Task statement: Put the following lines into a numbered list, omitting any blank lines.

+++ Input data

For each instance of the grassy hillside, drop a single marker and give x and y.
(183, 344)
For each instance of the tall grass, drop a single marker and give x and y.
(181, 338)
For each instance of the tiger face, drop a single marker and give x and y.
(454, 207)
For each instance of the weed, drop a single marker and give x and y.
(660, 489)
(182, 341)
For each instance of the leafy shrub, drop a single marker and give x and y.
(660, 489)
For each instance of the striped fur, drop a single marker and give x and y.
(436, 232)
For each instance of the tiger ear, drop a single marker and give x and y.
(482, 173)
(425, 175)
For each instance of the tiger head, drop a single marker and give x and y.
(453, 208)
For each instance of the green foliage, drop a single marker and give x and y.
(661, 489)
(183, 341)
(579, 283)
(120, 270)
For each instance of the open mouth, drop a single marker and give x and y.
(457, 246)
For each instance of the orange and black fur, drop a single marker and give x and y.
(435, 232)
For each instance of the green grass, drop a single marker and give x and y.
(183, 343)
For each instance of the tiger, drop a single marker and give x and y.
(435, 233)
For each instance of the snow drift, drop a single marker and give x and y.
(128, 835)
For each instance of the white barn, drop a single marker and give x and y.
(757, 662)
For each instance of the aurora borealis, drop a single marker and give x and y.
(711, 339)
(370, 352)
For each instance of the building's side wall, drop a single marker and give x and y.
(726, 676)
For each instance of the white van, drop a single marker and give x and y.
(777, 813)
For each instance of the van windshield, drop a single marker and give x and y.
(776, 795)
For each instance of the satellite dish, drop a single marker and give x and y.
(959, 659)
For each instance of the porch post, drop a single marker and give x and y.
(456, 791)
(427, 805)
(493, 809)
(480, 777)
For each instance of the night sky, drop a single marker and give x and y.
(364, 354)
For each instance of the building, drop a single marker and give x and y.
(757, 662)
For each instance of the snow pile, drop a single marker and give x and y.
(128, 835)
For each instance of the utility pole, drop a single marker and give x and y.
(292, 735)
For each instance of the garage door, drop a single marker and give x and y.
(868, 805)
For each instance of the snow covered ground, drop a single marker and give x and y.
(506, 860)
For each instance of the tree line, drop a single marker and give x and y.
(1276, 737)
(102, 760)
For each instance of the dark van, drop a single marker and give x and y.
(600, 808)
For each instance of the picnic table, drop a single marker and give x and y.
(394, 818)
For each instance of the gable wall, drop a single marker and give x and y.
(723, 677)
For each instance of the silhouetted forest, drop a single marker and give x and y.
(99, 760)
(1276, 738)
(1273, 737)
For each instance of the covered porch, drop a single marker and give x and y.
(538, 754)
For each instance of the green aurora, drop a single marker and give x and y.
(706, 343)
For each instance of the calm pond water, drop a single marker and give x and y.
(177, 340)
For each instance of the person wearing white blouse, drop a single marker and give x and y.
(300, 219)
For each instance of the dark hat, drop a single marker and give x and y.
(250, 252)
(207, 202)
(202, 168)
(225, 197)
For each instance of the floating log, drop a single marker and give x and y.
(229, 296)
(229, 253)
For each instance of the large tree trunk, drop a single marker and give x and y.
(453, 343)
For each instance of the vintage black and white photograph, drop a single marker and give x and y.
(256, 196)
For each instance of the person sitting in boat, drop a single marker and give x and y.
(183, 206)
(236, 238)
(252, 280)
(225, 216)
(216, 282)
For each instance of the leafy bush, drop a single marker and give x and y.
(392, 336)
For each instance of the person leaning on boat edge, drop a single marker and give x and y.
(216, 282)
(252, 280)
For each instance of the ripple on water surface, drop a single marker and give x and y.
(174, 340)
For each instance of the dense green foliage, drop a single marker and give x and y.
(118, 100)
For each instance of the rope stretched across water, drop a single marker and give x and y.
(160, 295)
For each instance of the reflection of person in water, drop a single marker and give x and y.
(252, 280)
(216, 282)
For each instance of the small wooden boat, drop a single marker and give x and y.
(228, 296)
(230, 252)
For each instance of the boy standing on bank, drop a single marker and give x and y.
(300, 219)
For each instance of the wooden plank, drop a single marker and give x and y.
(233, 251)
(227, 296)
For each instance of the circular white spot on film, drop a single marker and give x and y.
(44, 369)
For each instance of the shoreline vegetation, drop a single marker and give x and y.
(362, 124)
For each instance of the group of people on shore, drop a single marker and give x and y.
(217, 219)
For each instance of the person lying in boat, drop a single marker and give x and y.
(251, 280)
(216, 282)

++++++

Task output:
1. For each instance of the grassy hillside, drop a single marker and give x and y.
2. (183, 344)
3. For each instance of the tall grass, drop a single marker and give x and y.
4. (181, 338)
5. For each instance of the tiger face, drop a single marker and give x and y.
6. (454, 207)
7. For each instance of the weed, drop a single marker and give x and y.
8. (660, 489)
9. (182, 341)
10. For each instance of the leafy shrub, drop a single marker and give x and y.
11. (660, 489)
12. For each instance of the striped fur, drop a single marker and give x and y.
13. (436, 232)
14. For each instance of the tiger ear, drop a single marker and give x and y.
15. (482, 173)
16. (425, 175)
17. For each instance of the tiger head, drop a single marker and give x and y.
18. (453, 208)
19. For each instance of the green foliage, drop a single marker and give x and y.
20. (661, 489)
21. (183, 341)
22. (579, 283)
23. (120, 270)
24. For each instance of the open mouth, drop a single marker and give x and y.
25. (457, 246)
26. For each instance of the orange and black fur, drop a single marker and give x and y.
27. (435, 232)
28. For each instance of the green grass, drop a single marker and give x and y.
29. (183, 343)
30. For each instance of the tiger, drop a single marker and give x and y.
31. (435, 233)
32. For each instance of the snow drift, drop a single marker and give x and y.
33. (128, 835)
34. For each instance of the white barn, drop a single marker and give x and y.
35. (757, 662)
36. For each instance of the aurora borealis, drop a single marker and give x and y.
37. (711, 339)
38. (370, 352)
39. For each instance of the building's side wall, drop a single marker and give x and y.
40. (726, 676)
41. For each instance of the white van, drop a single marker and give x and y.
42. (777, 813)
43. For each instance of the van windshield, drop a single marker and give x and y.
44. (776, 795)
45. For each instance of the satellite dish, drop a single marker and give x and y.
46. (959, 659)
47. For each instance of the porch post, drop a single marker and give x and y.
48. (456, 791)
49. (427, 805)
50. (493, 809)
51. (480, 777)
52. For each instance of the night sky, drop a single marker and give x and y.
53. (364, 354)
54. For each instance of the building, drop a single marker and give x and y.
55. (757, 662)
56. For each instance of the snow pile, drop a single marker and give x and y.
57. (128, 835)
58. For each instance of the utility pole, drop a single marker and give x and y.
59. (292, 735)
60. For each instance of the garage door, drop a single marker and give x and y.
61. (868, 805)
62. For each instance of the snow covered ground, drop a single marker and give x and y.
63. (506, 860)
64. For each instance of the tree line, drop a single marker and give x and y.
65. (1276, 737)
66. (102, 760)
67. For each instance of the dark van, drop a single marker and give x and y.
68. (600, 808)
69. For each instance of the picnic table, drop a single marker and give x and y.
70. (394, 818)
71. For each instance of the gable wall, drop a single marker and give x and y.
72. (723, 677)
73. For each instance of the silhouetted forest, drop a single marker and give x and y.
74. (99, 760)
75. (1276, 738)
76. (1273, 737)
77. For each instance of the covered porch, drop a single marker and give x and y.
78. (538, 754)
79. For each instance of the green aurora, drop a single marker and give x and y.
80. (706, 343)
81. For each instance of the calm pond water, drop a single marker and give x and y.
82. (177, 340)
83. For each instance of the person wearing white blouse, drop a single marker and give x and y.
84. (300, 219)
85. For each instance of the dark hat, drop a single marker and give x and y.
86. (250, 252)
87. (207, 202)
88. (202, 168)
89. (225, 197)
90. For each instance of the floating log, drop a single marker and give x and y.
91. (229, 296)
92. (229, 253)
93. For each instance of the large tree trunk, drop a single marker and give x and y.
94. (453, 343)
95. For each instance of the vintage black and white photograph, drop a single marker and give x and y.
96. (256, 196)
97. For each instance of the person sitting in boat, drop a single marker and give x and y.
98. (183, 206)
99. (236, 238)
100. (252, 280)
101. (225, 216)
102. (216, 282)
103. For each instance of the leafy bush, drop a single marker and give x and y.
104. (392, 336)
105. For each instance of the person leaning on boat edge, drop a single marker and give x and y.
106. (216, 282)
107. (252, 280)
108. For each instance of the ripple on water surface, drop a single marker and give x and y.
109. (174, 340)
110. For each instance of the dense green foliage, drop a single marker and give x and y.
111. (118, 100)
112. For each instance of the rope stretched across water, drop a single marker and give x and y.
113. (160, 295)
114. For each instance of the reflection of person in water, drop a single marker and give x and y.
115. (252, 280)
116. (216, 282)
117. For each instance of the small wooden boat, drop a single marker and give x and y.
118. (228, 296)
119. (230, 252)
120. For each instance of the boy standing on bank, drop a single marker and give x and y.
121. (300, 219)
122. For each instance of the wooden plank, drop a single marker and give x and y.
123. (233, 251)
124. (227, 296)
125. For each instance of the circular white spot on film, drop a single marker and give x and y.
126. (44, 369)
127. For each instance of the shoreline vegetation, drop a single marker and give x and y.
128. (362, 124)
129. For each instance of the group of people on shore, drop a single marker and give x and y.
130. (217, 219)
131. For each instance of the person lying in boat, drop a single marker and give x and y.
132. (251, 280)
133. (216, 282)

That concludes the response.